# Stated exercise
Pull out every row below that contains the word "baboon" and copy each one in full.

==*==

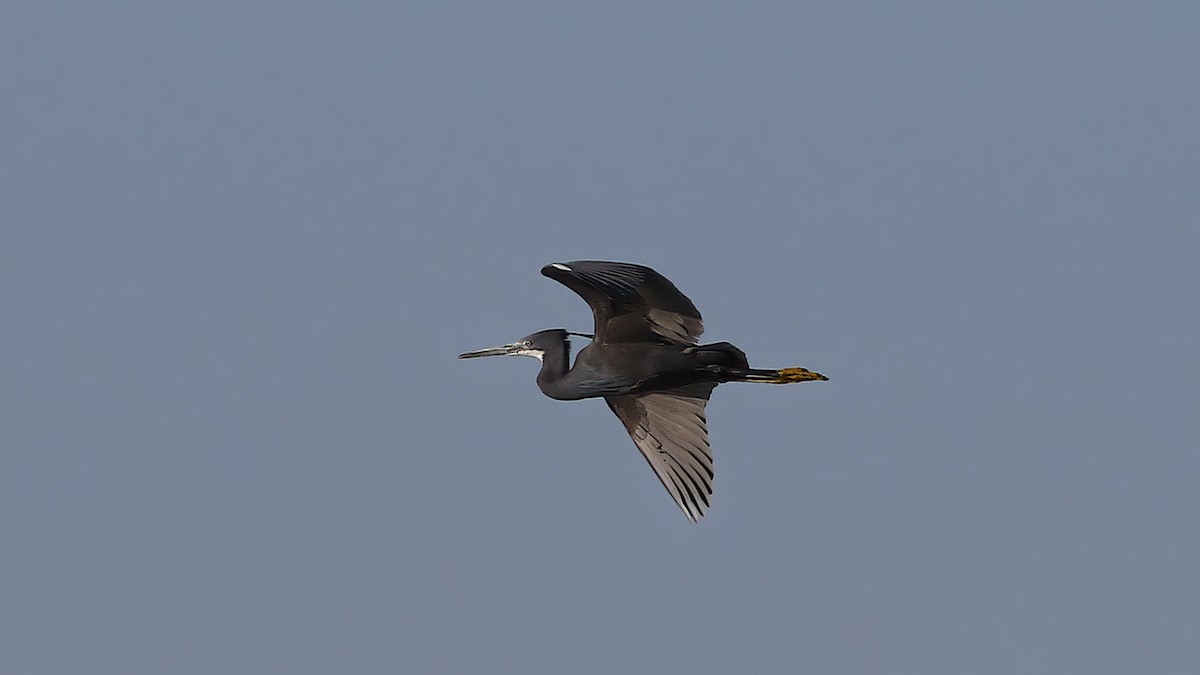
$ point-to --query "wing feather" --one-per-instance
(671, 431)
(630, 303)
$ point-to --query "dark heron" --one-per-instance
(645, 362)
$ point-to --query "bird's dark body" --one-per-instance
(634, 368)
(645, 363)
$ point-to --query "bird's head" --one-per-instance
(534, 345)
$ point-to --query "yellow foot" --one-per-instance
(789, 375)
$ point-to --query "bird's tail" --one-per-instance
(781, 376)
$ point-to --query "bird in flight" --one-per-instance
(643, 360)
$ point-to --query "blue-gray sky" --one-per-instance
(240, 245)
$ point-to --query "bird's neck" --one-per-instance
(555, 365)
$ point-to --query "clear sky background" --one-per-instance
(241, 244)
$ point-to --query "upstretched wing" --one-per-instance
(670, 430)
(630, 303)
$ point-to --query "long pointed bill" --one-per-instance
(502, 351)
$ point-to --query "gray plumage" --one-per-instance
(645, 362)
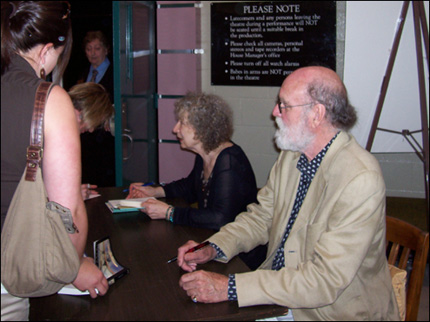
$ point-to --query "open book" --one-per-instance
(105, 260)
(126, 205)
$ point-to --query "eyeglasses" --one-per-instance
(278, 102)
(67, 9)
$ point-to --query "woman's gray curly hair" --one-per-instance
(209, 115)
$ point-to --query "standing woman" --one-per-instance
(100, 69)
(36, 40)
(98, 147)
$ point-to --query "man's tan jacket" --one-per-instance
(335, 263)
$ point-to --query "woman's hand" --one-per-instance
(87, 190)
(91, 278)
(155, 209)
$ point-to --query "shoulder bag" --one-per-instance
(37, 255)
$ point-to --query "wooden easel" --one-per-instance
(420, 25)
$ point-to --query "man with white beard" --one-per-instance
(322, 212)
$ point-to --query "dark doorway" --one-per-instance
(86, 16)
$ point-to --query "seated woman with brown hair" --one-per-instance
(222, 181)
(94, 110)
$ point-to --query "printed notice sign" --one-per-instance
(260, 43)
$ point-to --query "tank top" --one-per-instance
(18, 89)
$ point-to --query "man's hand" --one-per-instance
(188, 261)
(205, 287)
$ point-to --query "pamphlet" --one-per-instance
(105, 260)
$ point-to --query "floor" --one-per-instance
(423, 313)
(414, 211)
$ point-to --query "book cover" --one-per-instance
(126, 205)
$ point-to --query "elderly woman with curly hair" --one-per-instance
(222, 181)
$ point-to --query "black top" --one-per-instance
(98, 147)
(230, 189)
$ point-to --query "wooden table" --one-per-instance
(151, 290)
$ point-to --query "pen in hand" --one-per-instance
(191, 250)
(144, 185)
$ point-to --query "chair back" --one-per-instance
(406, 242)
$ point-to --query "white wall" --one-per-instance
(370, 27)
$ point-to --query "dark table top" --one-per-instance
(151, 290)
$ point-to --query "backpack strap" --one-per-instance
(35, 149)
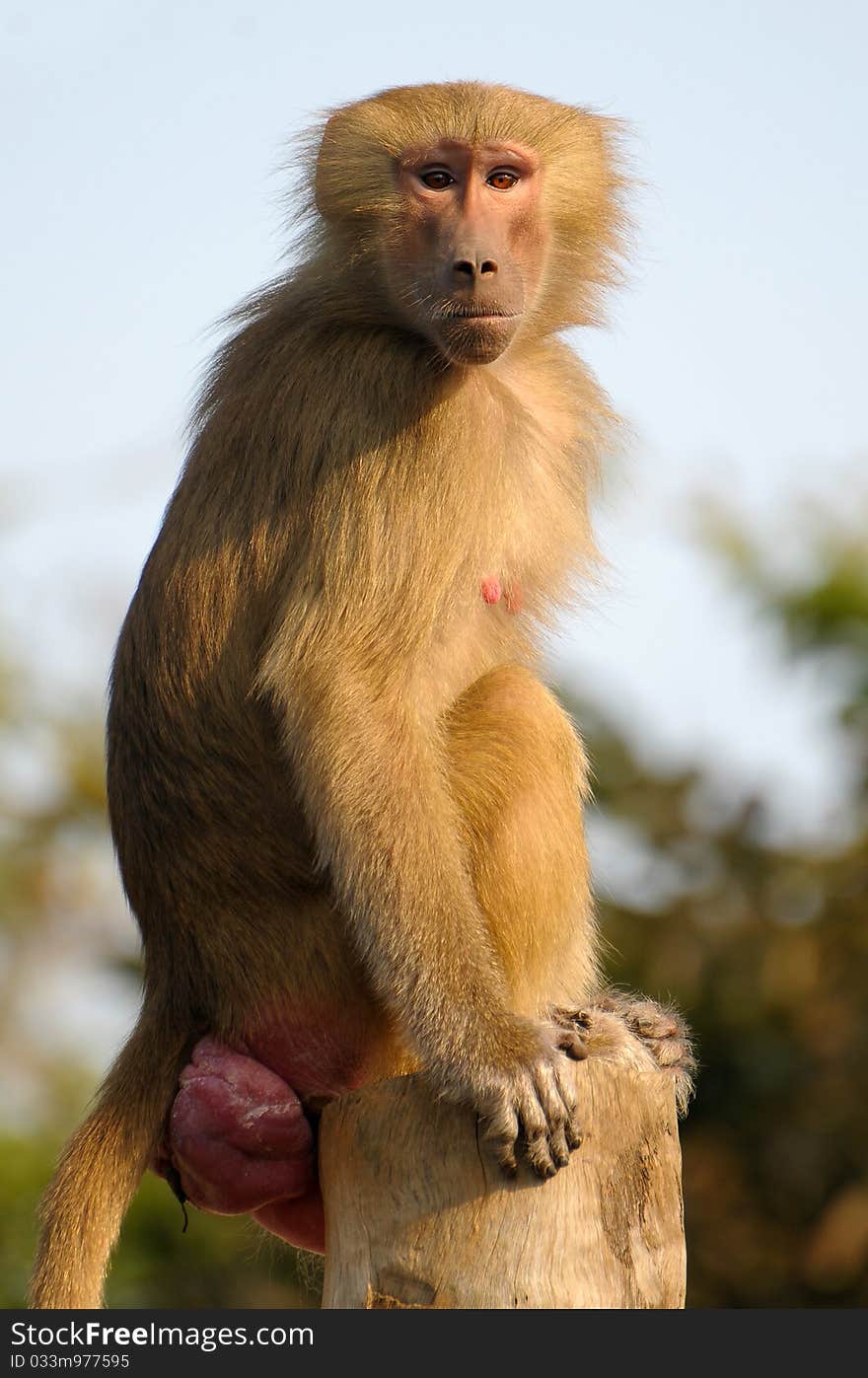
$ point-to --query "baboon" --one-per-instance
(346, 809)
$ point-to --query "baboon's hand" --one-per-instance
(530, 1111)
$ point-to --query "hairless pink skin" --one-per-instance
(239, 1135)
(493, 592)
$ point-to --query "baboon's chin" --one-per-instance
(477, 339)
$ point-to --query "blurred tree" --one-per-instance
(763, 946)
(766, 950)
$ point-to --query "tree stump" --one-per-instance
(416, 1217)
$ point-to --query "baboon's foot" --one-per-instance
(631, 1028)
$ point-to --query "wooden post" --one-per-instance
(415, 1215)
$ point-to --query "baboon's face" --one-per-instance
(468, 253)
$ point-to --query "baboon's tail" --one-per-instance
(103, 1165)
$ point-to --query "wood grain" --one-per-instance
(416, 1217)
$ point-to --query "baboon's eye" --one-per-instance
(502, 180)
(437, 178)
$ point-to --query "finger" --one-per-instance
(499, 1137)
(539, 1155)
(537, 1148)
(558, 1145)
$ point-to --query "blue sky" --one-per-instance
(142, 201)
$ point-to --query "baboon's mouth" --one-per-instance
(474, 313)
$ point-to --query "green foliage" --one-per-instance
(766, 951)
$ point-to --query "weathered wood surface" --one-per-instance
(415, 1215)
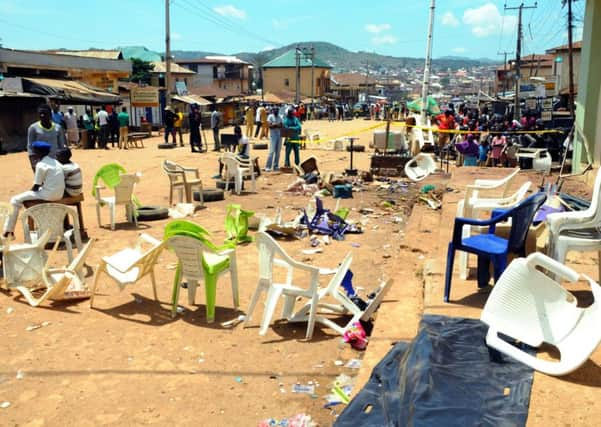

==*==

# Full answer
$ point-to --query "baboon" --one-per-instance
$ point-to --query "baboon's hand" --one-per-instance
$ point-to --query "baboon's chin" --one-per-instance
$ point-to --query "baboon's foot" --one-per-instance
$ point-to --query "baboon's face" --one-per-instance
$ point-to --query "baboon's tail" --one-per-instance
$ point-to --query "baboon's eye" --one-per-instance
$ point-to --query "baboon's mouth" --one-per-instance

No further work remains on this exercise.